Exercise input.
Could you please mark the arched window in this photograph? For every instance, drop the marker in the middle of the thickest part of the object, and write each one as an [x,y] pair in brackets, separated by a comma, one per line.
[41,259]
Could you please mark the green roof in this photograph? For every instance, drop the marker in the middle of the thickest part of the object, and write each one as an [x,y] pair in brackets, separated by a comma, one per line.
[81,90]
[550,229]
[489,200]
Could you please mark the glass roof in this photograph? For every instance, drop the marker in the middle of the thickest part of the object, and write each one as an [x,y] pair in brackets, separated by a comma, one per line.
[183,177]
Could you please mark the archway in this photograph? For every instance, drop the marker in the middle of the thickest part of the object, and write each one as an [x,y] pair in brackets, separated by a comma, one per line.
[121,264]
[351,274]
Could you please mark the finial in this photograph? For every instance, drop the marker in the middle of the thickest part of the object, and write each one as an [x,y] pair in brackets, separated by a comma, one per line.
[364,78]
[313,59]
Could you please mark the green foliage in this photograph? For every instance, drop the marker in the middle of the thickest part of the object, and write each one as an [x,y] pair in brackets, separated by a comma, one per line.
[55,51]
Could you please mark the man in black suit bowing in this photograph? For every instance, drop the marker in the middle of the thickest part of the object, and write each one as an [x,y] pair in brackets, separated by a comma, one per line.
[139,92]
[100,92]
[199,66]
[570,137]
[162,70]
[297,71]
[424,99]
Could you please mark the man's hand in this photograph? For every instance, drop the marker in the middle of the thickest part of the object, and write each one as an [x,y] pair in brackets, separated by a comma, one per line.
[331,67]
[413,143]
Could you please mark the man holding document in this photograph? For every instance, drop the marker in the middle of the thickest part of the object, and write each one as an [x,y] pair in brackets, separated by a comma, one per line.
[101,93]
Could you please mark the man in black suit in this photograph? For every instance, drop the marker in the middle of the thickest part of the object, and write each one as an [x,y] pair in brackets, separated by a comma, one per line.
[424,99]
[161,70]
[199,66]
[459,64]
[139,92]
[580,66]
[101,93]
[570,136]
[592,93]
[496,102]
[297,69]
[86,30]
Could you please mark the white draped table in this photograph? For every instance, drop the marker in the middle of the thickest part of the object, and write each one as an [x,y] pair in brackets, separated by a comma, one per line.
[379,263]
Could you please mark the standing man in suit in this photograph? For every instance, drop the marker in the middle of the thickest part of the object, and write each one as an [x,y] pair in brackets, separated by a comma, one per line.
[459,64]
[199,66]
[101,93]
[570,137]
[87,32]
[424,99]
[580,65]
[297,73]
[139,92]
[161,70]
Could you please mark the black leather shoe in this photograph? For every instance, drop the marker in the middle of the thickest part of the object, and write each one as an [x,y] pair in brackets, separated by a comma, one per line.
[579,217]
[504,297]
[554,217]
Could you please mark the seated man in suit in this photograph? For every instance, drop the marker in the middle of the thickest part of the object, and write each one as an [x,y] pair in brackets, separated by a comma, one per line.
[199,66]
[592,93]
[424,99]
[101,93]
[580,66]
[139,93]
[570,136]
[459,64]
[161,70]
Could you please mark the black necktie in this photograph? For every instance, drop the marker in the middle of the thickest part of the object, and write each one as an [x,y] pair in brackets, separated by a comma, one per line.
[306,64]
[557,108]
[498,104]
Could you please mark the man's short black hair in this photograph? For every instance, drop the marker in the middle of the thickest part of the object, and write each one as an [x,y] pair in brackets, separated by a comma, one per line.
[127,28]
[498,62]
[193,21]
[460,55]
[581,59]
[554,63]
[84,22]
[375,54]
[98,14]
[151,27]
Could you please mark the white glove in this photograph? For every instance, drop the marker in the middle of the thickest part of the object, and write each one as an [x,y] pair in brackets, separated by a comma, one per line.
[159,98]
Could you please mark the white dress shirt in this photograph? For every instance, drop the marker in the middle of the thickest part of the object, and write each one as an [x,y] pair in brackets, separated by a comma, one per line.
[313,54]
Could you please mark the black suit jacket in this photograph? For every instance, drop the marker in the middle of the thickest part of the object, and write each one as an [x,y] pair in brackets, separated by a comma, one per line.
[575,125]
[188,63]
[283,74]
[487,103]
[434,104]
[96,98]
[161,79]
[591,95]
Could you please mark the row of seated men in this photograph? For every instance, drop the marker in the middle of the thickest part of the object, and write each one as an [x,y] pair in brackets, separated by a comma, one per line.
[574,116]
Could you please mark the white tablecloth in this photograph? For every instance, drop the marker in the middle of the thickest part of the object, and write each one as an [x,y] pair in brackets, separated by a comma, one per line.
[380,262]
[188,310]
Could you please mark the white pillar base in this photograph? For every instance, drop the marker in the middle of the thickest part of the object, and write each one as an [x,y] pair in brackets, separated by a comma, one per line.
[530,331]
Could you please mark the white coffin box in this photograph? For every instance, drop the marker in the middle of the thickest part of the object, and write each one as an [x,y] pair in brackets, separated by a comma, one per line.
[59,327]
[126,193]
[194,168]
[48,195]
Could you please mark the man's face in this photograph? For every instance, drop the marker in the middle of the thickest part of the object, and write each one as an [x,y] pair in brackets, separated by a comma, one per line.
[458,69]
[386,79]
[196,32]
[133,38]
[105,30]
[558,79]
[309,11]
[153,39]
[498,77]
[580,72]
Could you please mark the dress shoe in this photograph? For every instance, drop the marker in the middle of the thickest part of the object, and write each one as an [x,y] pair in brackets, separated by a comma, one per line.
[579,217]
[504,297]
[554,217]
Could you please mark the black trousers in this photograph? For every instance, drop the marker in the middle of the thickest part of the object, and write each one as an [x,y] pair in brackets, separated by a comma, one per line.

Set problem. From the line holding "Could you please mark the dress" through the last line above, reproduce each line exactly and add nothing.

Solution below.
Could you please mark the dress shoe in this photograph? For every instance, drop the marker in the middle of the thickest part of the object, and write each one as an [x,y] pair in brackets, separated by a comma, one per line.
[579,217]
[504,297]
[554,217]
Could you please mark the black trousers in this photograph? For every instance, drop the marker in the middle of the thickest part of the object, and write each one as an [x,y] pair in brackets, separated by a comma, one per line.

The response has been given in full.